• EXERCISE AIM:
The task calls for an exact retyping of the lines from the one holding "# point: white petal" through the end of the listing, with pictures omitted and nothing added.

• STUDY MATERIAL:

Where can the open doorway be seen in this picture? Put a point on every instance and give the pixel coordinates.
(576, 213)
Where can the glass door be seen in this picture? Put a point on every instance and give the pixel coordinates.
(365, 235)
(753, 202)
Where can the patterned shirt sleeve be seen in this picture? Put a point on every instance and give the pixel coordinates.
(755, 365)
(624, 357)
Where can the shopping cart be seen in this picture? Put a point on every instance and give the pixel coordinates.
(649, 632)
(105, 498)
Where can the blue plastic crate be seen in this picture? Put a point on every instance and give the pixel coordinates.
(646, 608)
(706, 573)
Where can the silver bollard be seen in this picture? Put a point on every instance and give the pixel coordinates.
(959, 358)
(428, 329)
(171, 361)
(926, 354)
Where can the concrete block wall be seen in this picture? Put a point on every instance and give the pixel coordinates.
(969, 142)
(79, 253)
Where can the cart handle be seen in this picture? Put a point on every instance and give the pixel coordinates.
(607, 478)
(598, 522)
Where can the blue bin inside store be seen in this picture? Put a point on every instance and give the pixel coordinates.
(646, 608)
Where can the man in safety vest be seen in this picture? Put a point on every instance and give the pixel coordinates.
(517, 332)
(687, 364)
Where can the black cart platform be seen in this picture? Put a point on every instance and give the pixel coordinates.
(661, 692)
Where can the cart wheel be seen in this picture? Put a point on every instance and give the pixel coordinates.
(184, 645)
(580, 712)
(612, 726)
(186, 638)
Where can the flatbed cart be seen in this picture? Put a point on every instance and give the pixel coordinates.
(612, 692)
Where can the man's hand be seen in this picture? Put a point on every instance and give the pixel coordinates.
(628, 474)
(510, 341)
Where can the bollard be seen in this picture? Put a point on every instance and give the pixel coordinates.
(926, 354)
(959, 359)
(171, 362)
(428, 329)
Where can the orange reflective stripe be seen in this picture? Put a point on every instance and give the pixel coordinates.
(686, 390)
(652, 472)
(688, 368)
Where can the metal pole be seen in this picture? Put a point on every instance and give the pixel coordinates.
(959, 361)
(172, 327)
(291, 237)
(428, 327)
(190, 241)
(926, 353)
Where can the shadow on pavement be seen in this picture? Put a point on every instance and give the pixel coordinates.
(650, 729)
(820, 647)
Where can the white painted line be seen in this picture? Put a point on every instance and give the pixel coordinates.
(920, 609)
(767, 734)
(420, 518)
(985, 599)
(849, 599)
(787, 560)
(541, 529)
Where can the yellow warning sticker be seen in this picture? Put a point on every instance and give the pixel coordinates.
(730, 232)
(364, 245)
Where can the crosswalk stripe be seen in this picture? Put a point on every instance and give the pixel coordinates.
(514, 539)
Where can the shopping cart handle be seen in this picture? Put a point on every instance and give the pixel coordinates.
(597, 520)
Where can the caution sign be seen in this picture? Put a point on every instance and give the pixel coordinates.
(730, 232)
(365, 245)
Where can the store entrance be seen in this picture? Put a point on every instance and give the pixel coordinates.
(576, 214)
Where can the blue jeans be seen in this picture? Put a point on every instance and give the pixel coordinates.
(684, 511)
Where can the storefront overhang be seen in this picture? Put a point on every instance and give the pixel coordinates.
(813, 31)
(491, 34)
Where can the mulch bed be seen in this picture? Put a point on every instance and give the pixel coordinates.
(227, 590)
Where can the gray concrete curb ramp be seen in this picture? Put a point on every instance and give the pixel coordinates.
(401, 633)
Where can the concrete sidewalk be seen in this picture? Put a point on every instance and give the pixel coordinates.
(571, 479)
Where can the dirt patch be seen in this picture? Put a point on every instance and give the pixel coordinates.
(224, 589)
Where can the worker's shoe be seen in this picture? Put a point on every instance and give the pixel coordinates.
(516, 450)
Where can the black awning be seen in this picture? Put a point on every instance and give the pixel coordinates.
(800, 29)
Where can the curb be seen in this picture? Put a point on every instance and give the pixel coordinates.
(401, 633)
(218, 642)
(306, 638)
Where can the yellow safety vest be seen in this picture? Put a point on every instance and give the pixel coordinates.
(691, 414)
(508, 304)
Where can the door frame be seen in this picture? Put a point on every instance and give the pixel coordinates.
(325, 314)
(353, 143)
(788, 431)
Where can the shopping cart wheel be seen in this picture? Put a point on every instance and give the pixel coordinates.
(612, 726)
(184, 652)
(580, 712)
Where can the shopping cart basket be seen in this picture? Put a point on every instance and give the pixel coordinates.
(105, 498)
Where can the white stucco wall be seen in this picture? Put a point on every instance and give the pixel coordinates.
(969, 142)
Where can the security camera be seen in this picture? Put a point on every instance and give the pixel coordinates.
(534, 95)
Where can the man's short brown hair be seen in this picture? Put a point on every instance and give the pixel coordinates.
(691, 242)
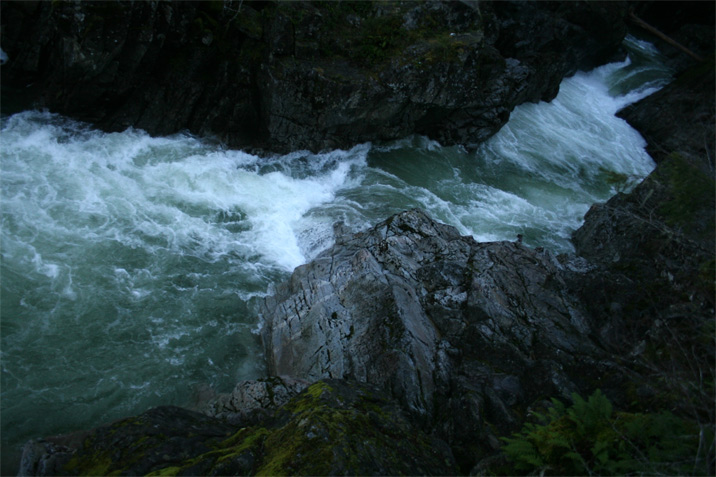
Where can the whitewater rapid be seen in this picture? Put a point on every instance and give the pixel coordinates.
(131, 265)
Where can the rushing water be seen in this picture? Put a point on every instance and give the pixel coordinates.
(131, 265)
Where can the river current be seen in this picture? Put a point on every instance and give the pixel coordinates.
(132, 265)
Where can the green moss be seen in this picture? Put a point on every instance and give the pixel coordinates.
(167, 471)
(98, 464)
(691, 191)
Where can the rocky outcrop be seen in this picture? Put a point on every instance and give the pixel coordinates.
(331, 428)
(297, 75)
(465, 335)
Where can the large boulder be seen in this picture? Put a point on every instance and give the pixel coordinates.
(465, 335)
(300, 75)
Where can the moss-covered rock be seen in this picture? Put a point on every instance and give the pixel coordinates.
(334, 427)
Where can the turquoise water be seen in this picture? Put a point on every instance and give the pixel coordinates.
(131, 265)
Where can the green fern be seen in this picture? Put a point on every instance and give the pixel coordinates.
(590, 438)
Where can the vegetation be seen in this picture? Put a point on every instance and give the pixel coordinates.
(589, 438)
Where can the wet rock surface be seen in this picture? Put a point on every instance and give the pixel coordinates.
(465, 335)
(296, 75)
(331, 428)
(444, 345)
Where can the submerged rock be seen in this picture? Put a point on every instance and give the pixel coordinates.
(300, 75)
(331, 428)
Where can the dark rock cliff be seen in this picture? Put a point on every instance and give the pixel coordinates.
(297, 75)
(460, 341)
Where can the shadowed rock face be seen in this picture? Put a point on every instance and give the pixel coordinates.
(331, 428)
(298, 75)
(462, 334)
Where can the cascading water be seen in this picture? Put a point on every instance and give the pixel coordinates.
(131, 265)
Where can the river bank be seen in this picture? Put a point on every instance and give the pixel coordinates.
(597, 298)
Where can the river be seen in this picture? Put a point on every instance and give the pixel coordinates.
(132, 265)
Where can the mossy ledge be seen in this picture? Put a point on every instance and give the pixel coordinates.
(332, 427)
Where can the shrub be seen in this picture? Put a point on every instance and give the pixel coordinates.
(589, 438)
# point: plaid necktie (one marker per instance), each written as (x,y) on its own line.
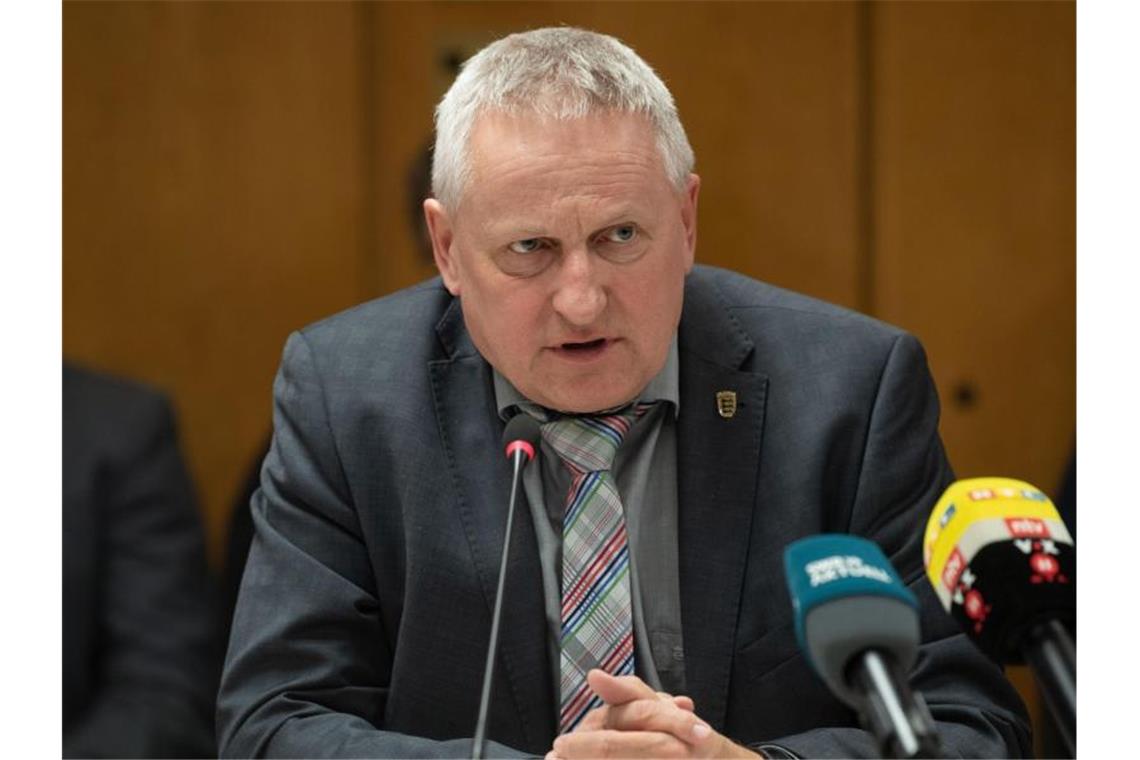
(596,610)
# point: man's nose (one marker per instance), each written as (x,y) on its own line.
(579,296)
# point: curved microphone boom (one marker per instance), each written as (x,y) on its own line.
(520,438)
(1003,564)
(858,626)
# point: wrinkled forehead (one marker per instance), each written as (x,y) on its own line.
(523,157)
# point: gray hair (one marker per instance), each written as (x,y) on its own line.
(561,73)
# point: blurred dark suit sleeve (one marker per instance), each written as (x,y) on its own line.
(139,642)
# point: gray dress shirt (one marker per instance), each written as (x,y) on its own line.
(645,471)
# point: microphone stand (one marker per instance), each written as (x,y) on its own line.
(519,459)
(1050,652)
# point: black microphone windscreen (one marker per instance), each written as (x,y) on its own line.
(522,427)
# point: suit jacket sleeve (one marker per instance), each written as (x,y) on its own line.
(904,471)
(155,647)
(309,661)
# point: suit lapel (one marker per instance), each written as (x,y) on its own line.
(469,424)
(717,467)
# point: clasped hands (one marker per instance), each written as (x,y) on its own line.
(638,722)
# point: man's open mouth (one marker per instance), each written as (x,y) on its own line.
(585,346)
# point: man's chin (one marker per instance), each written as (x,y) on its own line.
(584,400)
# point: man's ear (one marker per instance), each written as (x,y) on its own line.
(689,218)
(442,236)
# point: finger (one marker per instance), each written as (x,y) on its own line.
(683,702)
(619,744)
(658,716)
(618,689)
(594,719)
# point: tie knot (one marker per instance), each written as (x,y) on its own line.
(589,443)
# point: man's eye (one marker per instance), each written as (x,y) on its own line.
(529,245)
(623,234)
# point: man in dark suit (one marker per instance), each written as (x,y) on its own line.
(733,417)
(139,660)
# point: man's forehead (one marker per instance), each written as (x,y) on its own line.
(526,166)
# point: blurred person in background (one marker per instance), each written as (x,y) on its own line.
(139,648)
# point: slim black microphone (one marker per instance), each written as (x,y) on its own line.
(858,626)
(1003,564)
(520,438)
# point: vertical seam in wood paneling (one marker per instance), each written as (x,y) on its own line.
(369,234)
(865,259)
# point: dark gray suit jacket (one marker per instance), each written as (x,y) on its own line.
(365,610)
(139,645)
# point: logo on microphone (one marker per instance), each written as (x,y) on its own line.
(953,570)
(1027,528)
(832,569)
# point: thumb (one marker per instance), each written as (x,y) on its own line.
(618,689)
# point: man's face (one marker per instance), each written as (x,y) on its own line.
(568,251)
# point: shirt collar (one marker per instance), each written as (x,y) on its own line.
(664,386)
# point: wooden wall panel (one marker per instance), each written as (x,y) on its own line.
(213,201)
(975,209)
(767,92)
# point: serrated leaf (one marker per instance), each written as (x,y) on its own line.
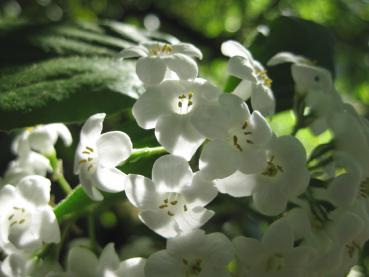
(65,90)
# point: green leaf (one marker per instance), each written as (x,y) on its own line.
(65,90)
(298,36)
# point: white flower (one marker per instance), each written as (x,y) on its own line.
(42,138)
(97,155)
(83,262)
(284,177)
(156,59)
(169,108)
(275,255)
(26,220)
(255,81)
(192,254)
(237,138)
(173,202)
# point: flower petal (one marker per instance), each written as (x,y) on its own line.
(176,133)
(113,148)
(141,192)
(92,128)
(237,185)
(110,179)
(218,160)
(184,66)
(151,70)
(171,173)
(160,223)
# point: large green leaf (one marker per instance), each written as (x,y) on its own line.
(65,90)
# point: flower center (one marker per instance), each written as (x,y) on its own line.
(275,263)
(160,49)
(184,103)
(192,267)
(89,157)
(272,168)
(240,138)
(262,77)
(173,203)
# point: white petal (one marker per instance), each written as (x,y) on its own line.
(150,70)
(108,260)
(92,128)
(244,89)
(133,52)
(134,267)
(141,192)
(88,183)
(218,160)
(50,232)
(241,68)
(110,179)
(171,173)
(152,104)
(82,262)
(187,49)
(232,48)
(262,99)
(200,192)
(193,219)
(162,264)
(176,133)
(35,189)
(287,57)
(278,237)
(184,66)
(270,199)
(237,185)
(160,223)
(113,148)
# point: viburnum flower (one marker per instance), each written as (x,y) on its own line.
(97,155)
(255,82)
(274,255)
(26,220)
(169,108)
(173,202)
(284,177)
(238,138)
(42,138)
(156,59)
(192,254)
(83,262)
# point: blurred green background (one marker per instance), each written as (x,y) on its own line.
(340,42)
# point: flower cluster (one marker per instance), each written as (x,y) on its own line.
(316,207)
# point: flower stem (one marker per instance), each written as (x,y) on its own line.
(58,174)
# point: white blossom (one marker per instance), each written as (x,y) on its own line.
(275,255)
(158,59)
(97,156)
(173,202)
(192,254)
(169,108)
(238,138)
(284,177)
(26,220)
(255,83)
(82,261)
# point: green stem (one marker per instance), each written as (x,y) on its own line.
(58,176)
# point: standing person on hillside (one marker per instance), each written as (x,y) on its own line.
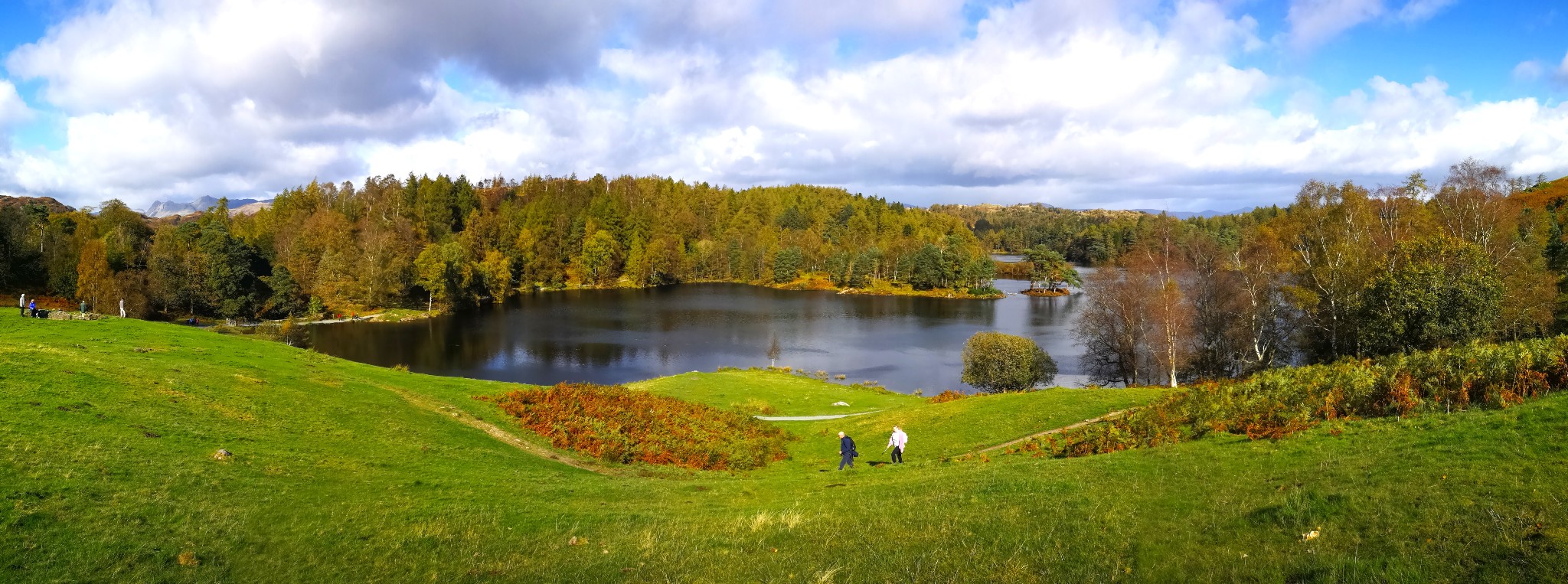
(847,452)
(896,442)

• RESULT:
# point: white petal (one marker per instance), each written as (x,y) on its own line.
(150,70)
(108,260)
(92,128)
(244,89)
(133,52)
(134,267)
(141,192)
(88,183)
(218,160)
(50,232)
(241,68)
(110,179)
(171,173)
(152,104)
(82,262)
(187,49)
(232,48)
(262,99)
(200,192)
(193,219)
(162,264)
(176,133)
(35,189)
(287,57)
(278,237)
(184,66)
(270,199)
(237,185)
(160,223)
(113,148)
# point: viburnum flower (one marker per instance), each written as (x,y) on its own line.
(97,155)
(255,82)
(274,255)
(26,220)
(169,108)
(173,202)
(284,177)
(238,138)
(42,138)
(156,59)
(192,254)
(83,262)
# point: blurred green background (one marker per instance), each written as (x,y) on its own line.
(340,42)
# point: flower cluster (one marker per instance), each written as (x,y) on its own line.
(316,207)
# point: flower stem (one marker per instance), each written as (x,y) on its own line.
(58,174)
# point: white blossom (one marker per instance), each written as (x,y) on its own line.
(275,255)
(158,59)
(97,156)
(173,202)
(192,254)
(169,108)
(238,138)
(284,177)
(26,220)
(255,83)
(82,261)
# point: green stem (one marker per instance), each written as (x,y) on its own line.
(58,176)
# point: standing person on hillside (one marker per instance), each written as (x,y) on its own line.
(847,452)
(896,442)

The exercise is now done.